> **Passage to read**
+-------+

The sky is the daily bread of the eyes.
No matter what your work, let it be your own. No matter what your occupation, let what you are doing be organic. Let it be in your bones. In this way, you will open the door by which the affluence of heaven and earth shall stream into you.
There are days when the great are near us, when there is no frown on their brow, no condescension even; when they take us by the hand, and we share their thought.
All men plume themselves on the improvement of society, and no man improves.
We boast our emancipation from many superstitions; but if we have broken any idols, it is through a transfer of idolatry.
Other men are lenses through which we read our own minds. Each man seeks those of different quality from his own, and such as are good of their kind; that is, he seeks other men, and the rest.
The walking of Man is falling forwards.
He is great who confers the most benefits.
The Yankee is one who, if he once gets his teeth set on a thing, all creation can't make him let go.
Calmness is always godlike.
The greatest delight the fields and woods minister is the suggestion of an occult relation between man and the vegetable. I am not alone and unacknowledged. They nod to me and I to them.
Let the stoics say what they please, we do not eat for the good of living, but because the meat is savory and the appetite is keen.
The whole value of the dime is in knowing what to do with it.
In the morning a man walks with his whole body; in the evening, only with his legs.
A child is a curly, dimpled lunatic.
One lesson we learn early, that in spite of seeming difference, men are all of one pattern. We readily assume this with our mates, and are disappointed and angry if we find that we are premature, and that their watches are slower than ours. In fact, the only sin which we never forgive in each other is difference of opinion.

+-------+

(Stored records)
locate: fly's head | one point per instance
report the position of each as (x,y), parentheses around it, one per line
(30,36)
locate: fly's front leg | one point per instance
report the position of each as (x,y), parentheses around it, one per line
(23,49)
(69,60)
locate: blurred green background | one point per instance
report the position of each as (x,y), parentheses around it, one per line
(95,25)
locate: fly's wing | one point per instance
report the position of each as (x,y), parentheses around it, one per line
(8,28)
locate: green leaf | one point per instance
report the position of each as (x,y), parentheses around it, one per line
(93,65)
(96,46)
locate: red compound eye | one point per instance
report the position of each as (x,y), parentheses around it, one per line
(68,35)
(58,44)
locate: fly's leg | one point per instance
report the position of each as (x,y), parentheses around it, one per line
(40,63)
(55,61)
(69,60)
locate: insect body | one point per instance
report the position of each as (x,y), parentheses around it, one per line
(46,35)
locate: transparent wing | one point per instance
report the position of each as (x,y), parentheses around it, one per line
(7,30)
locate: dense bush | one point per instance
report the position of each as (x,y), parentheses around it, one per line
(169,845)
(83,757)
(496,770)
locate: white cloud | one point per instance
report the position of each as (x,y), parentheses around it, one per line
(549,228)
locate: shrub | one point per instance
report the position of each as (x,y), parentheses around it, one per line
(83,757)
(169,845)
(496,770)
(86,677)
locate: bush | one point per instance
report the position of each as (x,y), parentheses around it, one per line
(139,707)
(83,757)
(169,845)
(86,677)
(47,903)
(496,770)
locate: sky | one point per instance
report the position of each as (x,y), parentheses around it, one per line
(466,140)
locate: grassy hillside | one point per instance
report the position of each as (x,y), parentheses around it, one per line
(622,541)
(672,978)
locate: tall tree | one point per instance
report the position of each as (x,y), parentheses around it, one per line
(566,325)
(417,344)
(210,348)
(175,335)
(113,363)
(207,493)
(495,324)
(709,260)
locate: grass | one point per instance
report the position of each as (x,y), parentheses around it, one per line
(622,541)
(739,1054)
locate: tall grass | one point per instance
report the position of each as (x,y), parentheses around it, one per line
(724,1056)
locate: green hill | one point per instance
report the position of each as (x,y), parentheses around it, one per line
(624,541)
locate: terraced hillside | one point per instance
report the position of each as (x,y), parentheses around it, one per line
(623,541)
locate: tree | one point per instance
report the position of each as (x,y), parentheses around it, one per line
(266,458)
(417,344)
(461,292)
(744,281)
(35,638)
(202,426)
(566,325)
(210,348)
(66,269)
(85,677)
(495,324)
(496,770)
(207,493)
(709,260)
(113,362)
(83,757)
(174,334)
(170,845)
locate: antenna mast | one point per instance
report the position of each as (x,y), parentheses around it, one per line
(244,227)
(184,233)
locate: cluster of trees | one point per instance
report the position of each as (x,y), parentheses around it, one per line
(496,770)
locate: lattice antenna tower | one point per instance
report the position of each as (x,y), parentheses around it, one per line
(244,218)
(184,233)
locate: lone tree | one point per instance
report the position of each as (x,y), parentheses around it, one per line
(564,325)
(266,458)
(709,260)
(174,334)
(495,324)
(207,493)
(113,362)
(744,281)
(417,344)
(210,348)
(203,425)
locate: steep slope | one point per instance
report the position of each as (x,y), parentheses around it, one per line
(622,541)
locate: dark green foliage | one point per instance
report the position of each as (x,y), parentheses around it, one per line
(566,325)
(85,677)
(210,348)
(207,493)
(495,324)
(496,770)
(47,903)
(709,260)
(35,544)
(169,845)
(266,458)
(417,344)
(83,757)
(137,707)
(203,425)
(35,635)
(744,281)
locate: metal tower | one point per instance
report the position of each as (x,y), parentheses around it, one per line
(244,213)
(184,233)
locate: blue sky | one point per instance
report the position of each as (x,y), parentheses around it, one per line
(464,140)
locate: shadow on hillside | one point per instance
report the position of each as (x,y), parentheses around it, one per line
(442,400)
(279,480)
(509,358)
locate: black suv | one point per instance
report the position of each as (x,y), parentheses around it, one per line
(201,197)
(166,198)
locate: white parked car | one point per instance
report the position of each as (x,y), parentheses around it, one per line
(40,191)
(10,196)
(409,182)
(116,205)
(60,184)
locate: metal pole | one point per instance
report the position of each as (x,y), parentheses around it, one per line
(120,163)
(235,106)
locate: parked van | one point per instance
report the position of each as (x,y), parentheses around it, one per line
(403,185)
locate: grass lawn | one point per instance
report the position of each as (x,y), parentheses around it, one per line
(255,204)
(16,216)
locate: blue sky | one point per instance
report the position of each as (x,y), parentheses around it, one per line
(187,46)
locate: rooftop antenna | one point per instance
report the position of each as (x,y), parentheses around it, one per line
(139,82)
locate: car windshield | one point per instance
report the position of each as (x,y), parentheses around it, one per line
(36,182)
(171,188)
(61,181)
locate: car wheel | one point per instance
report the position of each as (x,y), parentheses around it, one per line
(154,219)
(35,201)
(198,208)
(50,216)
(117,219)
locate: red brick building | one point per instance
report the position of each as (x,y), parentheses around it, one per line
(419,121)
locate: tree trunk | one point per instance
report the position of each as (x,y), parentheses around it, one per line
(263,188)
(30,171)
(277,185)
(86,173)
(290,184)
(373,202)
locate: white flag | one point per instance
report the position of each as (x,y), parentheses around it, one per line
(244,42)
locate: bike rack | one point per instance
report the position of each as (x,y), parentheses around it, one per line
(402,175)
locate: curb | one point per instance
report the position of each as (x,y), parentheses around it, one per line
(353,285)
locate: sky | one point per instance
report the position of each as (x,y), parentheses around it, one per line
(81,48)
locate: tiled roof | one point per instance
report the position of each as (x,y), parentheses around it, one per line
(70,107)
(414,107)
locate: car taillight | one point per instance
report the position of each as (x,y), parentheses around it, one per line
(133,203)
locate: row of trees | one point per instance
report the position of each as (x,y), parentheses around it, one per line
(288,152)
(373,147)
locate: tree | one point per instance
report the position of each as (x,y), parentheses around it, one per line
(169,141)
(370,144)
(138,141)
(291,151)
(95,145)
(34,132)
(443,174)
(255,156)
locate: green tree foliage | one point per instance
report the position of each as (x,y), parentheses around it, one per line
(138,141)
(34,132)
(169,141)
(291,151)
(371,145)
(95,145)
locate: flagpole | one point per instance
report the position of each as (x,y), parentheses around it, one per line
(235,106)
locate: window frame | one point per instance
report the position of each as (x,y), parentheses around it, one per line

+-------+

> **What you need to do**
[a] In the list of sayings, what is called the daily bread of the eyes?
[b] Please continue the list of sayings with a few new entries in the same manner, starting after its final one.

> **Outputs by task**
[a] The sky.

[b]
For poetry was all written before time was, and whenever we are so finely organized that we can penetrate into that region where the air is music, we hear those primal warblings, and attempt to write them down, but we lose ever and anon a word, a verse, and substitute something of our own, and thus miswrite the poem.
Beware when the great God lets loose a thinker on this planet.
If you believe in fate, believe in it, at least, for your good.
I know of no such unquestionable badge and ensign of a sovereign mind as that of tenacity of purpose.
My life should be unique; it should be an alms, a battle, a conquest, a medicine.
We do not live an equal life, but one of contrasts and patchwork; now a little joy, then a sorrow, now a sin, then a generous or brave action.
If man has good corn, or wood, or boards, or pigs to sell, or can make better chairs or knives, crucibles, or church organs, than anybody else, you will find a broad, hard-beaten road to his house, though it be in the woods.
Every hero becomes a bore at last.
Courage charms us, because it indicates that a man loves an idea better than all things in the world, that he is thinking neither of his bed, nor his dinner, nor his money, but will venture all to put in act the invisible thought of his mind.